*** INPUT DATA Section Begins ***

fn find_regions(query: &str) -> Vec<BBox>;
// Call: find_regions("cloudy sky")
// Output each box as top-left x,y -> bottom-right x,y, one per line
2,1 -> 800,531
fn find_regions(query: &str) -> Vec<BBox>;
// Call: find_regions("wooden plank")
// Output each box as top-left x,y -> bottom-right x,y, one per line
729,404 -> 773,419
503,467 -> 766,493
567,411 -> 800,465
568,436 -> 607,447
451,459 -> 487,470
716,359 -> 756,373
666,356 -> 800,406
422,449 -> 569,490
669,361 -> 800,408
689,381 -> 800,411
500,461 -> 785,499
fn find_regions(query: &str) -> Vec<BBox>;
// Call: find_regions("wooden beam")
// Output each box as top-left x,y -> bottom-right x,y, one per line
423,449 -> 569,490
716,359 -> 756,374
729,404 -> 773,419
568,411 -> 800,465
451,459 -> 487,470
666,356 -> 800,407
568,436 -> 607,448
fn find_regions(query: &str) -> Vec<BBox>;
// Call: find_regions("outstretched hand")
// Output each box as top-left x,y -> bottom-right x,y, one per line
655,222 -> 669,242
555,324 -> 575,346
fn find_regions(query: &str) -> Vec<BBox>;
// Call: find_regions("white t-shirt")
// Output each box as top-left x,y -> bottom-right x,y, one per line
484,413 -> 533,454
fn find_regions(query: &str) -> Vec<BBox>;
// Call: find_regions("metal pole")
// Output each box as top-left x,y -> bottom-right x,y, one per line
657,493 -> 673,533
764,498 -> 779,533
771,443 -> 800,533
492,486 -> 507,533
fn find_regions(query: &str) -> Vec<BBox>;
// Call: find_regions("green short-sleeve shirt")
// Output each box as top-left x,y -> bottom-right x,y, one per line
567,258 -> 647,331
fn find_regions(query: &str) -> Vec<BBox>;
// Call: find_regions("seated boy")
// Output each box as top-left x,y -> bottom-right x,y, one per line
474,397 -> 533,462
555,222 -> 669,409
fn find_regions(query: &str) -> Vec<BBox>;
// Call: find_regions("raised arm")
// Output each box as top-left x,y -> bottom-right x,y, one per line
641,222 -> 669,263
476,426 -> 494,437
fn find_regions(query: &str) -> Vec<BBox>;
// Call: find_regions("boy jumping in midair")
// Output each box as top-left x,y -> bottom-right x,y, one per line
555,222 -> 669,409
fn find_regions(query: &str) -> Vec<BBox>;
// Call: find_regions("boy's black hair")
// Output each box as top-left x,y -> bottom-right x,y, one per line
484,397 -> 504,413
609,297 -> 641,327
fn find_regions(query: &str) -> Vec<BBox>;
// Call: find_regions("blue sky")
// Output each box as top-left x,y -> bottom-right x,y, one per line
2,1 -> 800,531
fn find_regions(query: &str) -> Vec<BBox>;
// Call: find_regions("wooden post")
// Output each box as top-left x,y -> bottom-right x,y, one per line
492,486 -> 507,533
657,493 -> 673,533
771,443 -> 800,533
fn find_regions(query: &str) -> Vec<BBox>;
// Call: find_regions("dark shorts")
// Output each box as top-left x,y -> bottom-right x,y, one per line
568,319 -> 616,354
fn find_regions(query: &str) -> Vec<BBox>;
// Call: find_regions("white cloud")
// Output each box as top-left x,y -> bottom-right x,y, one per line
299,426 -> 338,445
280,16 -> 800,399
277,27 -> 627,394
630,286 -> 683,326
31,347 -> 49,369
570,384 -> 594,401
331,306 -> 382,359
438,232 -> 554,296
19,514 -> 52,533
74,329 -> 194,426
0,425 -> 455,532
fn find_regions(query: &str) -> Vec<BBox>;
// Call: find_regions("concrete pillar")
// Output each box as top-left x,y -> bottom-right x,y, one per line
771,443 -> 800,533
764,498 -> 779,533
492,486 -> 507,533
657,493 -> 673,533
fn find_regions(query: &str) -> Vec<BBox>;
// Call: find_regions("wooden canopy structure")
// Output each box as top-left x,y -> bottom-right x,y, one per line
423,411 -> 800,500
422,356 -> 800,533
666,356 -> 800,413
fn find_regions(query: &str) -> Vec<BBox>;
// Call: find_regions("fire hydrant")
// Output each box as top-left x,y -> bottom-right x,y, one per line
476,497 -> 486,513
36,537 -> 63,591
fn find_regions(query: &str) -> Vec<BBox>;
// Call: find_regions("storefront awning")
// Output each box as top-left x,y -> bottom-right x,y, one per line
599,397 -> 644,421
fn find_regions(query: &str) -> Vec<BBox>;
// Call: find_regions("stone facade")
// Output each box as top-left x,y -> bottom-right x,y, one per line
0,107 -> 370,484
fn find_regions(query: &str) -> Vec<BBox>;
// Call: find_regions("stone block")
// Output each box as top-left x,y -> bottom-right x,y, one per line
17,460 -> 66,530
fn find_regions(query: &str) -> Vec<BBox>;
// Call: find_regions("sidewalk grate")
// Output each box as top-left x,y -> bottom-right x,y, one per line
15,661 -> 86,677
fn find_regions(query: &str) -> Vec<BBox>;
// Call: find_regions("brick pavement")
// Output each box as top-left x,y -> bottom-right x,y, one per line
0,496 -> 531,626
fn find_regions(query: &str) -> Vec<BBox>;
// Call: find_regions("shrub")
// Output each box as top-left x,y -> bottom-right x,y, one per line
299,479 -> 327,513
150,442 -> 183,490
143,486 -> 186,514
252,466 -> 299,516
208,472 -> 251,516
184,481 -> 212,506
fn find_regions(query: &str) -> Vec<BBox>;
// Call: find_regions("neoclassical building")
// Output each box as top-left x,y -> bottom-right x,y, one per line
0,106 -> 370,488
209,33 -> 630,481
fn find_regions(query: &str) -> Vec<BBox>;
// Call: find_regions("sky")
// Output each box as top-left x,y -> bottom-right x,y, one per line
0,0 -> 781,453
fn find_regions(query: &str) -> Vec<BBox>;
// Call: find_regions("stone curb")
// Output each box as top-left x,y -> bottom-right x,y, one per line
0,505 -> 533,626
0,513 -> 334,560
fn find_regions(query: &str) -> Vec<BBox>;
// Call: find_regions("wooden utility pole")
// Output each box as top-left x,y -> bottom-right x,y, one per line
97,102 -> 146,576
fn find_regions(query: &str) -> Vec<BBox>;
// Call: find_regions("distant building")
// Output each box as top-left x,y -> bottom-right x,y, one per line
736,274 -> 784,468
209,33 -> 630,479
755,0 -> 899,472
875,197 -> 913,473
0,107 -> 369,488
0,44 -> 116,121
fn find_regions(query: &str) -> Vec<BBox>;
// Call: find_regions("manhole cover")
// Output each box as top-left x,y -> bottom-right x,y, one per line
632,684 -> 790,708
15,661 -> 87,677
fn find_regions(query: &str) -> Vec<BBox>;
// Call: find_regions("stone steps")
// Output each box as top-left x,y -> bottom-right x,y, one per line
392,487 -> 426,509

*** INPUT DATA Section Ends ***

## DIRECTIONS:
If a line contains the string "pole", it counts toward the total; state that total for the records above and nothing more.

## RESPONSE:
2